Section 104(3) sets out what the council must not do when considering an application:

  • have regard to trade competition or the effects of trade competition
  • have regard to any effect on a person who has given written approval to the application, unless the approval is withdrawn in writing before the hearing or determination of the application
  • grant a consent contrary to the provisions of any of the following:
    • s107 (restriction on grant of certain discharge permits)
    • s107A (restrictions on grant of resource consents)
    • s217 (effect of water conservation order)
    • an Order in Council in force under s152
    • any regulations
    • wāhi tapu conditions included in a customary marine title order or agreement
    • s55(2) of the Marine and Coastal Area (Takutai Moana) Act 2011.
  • grant a consent if the application should have been notified and was not.

Also, councils must not grant consent for a prohibited activity or a subdivision consent where the circumstances set out in s106 cannot be reconciled.

Councils may decline an application on the grounds it has inadequate information to determine the application (s104(6)). When making an assessment on the adequacy of the information, a council must have regard to whether any further information or report(s) requested were provided by the applicant and provide commentary and reasoning for its decision.

Case law has determined that subject to Part 2 of the RMA, s104(1) does not elevate any of the matters in s104(1) to a primary status, however matters can be given weight as the council sees fit in the circumstances.


Sections 104A-D - decisions on applications

Sections 104A to 104D set out the circumstances in which a council may/must grant or refuse consent, with reference to the type of activity for which consent is sought. Under each of these sections the manner of any grant or refusal is:

  • Section 104A - Controlled activities
    A council must grant this type of application unless it has insufficient information to determine that the activity is controlled. The council may impose suitable conditions in relation to those matters over which control is reserved as set out in its plan or proposed plan, or reserved in any national environmental standards or other regulations. Councils also need to consider what effect the condition is mitigating and standardised or proposed conditions must be relevant to the application.
  • Section 104B - Discretionary and non-complying activities
    A council may grant or refuse this type of application; and may impose conditions if it chooses to grant the resource consent.

• [Material provided]
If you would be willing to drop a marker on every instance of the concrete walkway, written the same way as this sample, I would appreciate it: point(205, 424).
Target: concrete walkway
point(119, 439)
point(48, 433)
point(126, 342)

• [Requirement A] From the passage on resource consent decisions, extract the text between "Section 104(3) sets" and "and was not.", inclusive.
• [Requirement B] In the passage on resource consent decisions, rewrite the paragraph beginning "Councils may decline an application" more briefly, keeping its main facts.
• [Requirement C]
Answer these questions using the passage on resource consent decisions:
(i) Which section sets out what the council must not do when considering an application?
(ii) Under Section 104A, a council must grant a controlled activity application unless what?
(iii) Which two types of activity does Section 104B cover?

• [Task answer A]
Section 104(3) sets out what the council must not do when considering an application:

  • have regard to trade competition or the effects of trade competition
  • have regard to any effect on a person who has given written approval to the application, unless the approval is withdrawn in writing before the hearing or determination of the application
  • grant a consent contrary to the provisions of any of the following:
    • s107 (restriction on grant of certain discharge permits)
    • s107A (restrictions on grant of resource consents)
    • s217 (effect of water conservation order)
    • an Order in Council in force under s152
    • any regulations
    • wāhi tapu conditions included in a customary marine title order or agreement
    • s55(2) of the Marine and Coastal Area (Takutai Moana) Act 2011.
  • grant a consent if the application should have been notified and was not.

• [Task answer B] Under s104(6), councils may decline an application when they don't have enough information to decide it. In judging whether the information is adequate, a council must consider whether the applicant supplied any further information or reports that were requested. It must also give commentary and reasoning for its decision.

• [Task answer C]
(i) Section 104(3).
(ii) Unless it has insufficient information to determine that the activity is controlled.
(iii) Discretionary and non-complying activities.